-------- PAGE EXCERPT --------
Jason Lixfeld wrote: When we got to where we were going, my mom was complaining that her digital camera flash was full and she didn't have another one. I told her that I could download the pictures to my powerbook and email them to her later. As I was connecting the camera, she asked "Well, don't you need to download and install the softw...." she stopped mid-sentence as the Mac found the PowerShot, opened iphoto and proceeded to download the pictures -- no software needed. She looked Jealous.
If the Powershot was designed as a Mac-only camera, it's Canon's stupidity. I never used one, but when I plug my Sony cybershot to any PC it comes up right away without any software. Since Macs are available in stores, how do you explain that they don't get the lion's share of the market if they're so superior to the PeeCee as you claim? I have had an Apple computer for 25 years (1979 that is, and I still have my II plus). In the early eighties Apple dominated the personal computer market (yes there were TRS-80s and Commodore 64s, but Apple was the leader). Then they released the Apple ///, then the Lisa, then the Mac. At the same time, IBM released the PC, which was an overpriced piece of crud. Guess what: the Wintel platform became standard, over the established leader (Apple). Because IBM and Microsoft managed to produced what the market wanted to buy, instead of what a few gurus in an ivory tower in Cupertino thought what the ultimate PC would be.
When the last big MS virus/worm caused it's major shitstorm, my mom asked me if I ever get infected with viruses. I said no, I run a Mac. They are immune to these viruses.
Complete BS. There are Mac viruses allright, and the reason these worms target the Windows platform is simply because there are much more of them and therefore an Outlook worm is much more likely to succeed than a Mac worm. If Apple is still around with 3% of the market, it's because Bill Gates bailed them out as he wanted to keep a competitor alive when they were in the feds cross-hairs because of that monopoly thing. I'll tell you what: if you know how to make the Mac the dominant platform, go see Steve Jobs and ask for 100 million bucks in cash in exchange for the tip. And if you're not happy with Windows, you're free to write a competitive product to replace it. That's what Microsoft did to Apple 20 years ago, BTW. It's called market economy. Michel.
-------- LISTED RECORDS --------
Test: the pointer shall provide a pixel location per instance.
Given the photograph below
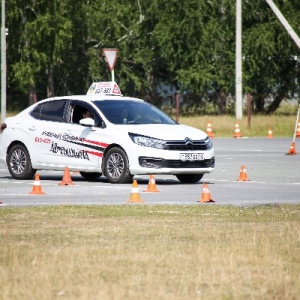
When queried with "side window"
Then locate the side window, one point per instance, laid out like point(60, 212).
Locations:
point(79, 111)
point(53, 111)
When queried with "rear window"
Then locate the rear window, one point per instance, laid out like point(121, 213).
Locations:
point(49, 111)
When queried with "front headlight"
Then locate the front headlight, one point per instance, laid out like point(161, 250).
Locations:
point(208, 143)
point(146, 141)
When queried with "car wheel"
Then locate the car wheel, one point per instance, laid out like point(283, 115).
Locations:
point(90, 176)
point(19, 163)
point(189, 178)
point(116, 166)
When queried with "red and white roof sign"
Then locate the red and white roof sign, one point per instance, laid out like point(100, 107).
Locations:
point(111, 56)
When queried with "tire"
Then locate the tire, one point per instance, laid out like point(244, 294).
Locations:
point(19, 163)
point(189, 178)
point(90, 176)
point(116, 166)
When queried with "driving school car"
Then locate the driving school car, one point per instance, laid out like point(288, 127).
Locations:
point(126, 137)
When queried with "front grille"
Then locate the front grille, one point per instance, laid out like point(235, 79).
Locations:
point(157, 163)
point(183, 146)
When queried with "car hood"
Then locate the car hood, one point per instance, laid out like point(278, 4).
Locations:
point(165, 131)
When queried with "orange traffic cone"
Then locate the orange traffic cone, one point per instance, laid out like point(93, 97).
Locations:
point(135, 195)
point(243, 174)
point(298, 130)
point(205, 197)
point(270, 134)
point(151, 185)
point(292, 149)
point(209, 130)
point(37, 189)
point(237, 132)
point(66, 178)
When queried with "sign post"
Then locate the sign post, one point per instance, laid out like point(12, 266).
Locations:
point(111, 58)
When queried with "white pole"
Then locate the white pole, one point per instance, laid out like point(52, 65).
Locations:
point(112, 75)
point(238, 62)
point(3, 63)
point(284, 22)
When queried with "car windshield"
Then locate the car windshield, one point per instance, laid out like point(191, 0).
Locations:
point(132, 112)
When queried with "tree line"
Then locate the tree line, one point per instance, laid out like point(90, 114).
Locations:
point(54, 47)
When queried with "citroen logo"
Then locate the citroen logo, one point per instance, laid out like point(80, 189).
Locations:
point(188, 141)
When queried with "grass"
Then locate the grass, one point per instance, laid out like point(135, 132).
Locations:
point(157, 252)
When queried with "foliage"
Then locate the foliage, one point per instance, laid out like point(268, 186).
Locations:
point(55, 47)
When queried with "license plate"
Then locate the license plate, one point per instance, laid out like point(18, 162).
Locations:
point(191, 156)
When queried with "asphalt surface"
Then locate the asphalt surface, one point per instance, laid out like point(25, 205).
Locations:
point(274, 178)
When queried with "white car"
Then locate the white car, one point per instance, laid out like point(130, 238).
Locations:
point(126, 137)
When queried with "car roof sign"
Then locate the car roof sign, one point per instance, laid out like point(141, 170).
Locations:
point(107, 88)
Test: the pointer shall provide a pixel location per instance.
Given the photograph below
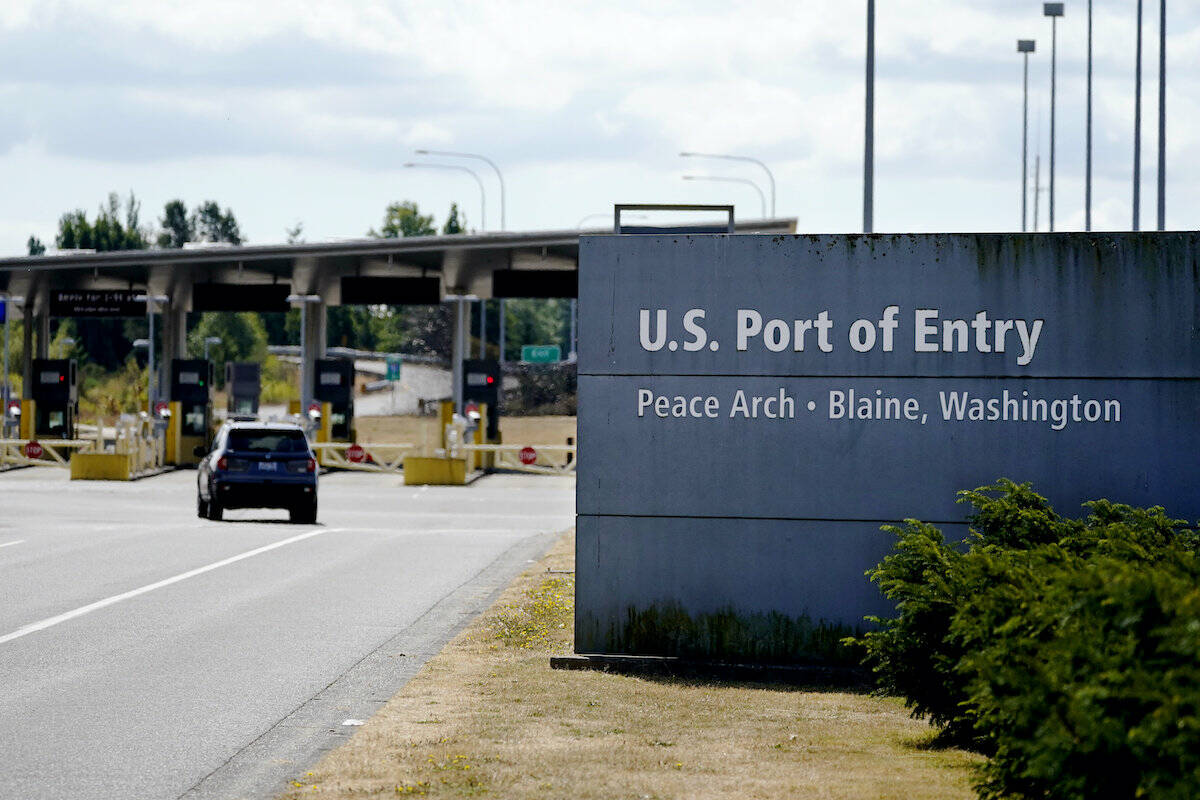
--------
**ASSIGNED TASK 1:**
In the forum post, what camera does the respondent say comes up right away on any PC without software?
**ASSIGNED TASK 2:**
Reproduce the part of the forum post that opens with the words containing "When the last" and closes with "to these viruses.".
The rows are separate material from the forum post.

**TASK SOLUTION 1:**
A Sony cybershot.

**TASK SOLUTION 2:**
When the last big MS virus/worm caused it's major shitstorm, my mom asked me if I ever get infected with viruses. I said no, I run a Mac. They are immune to these viruses.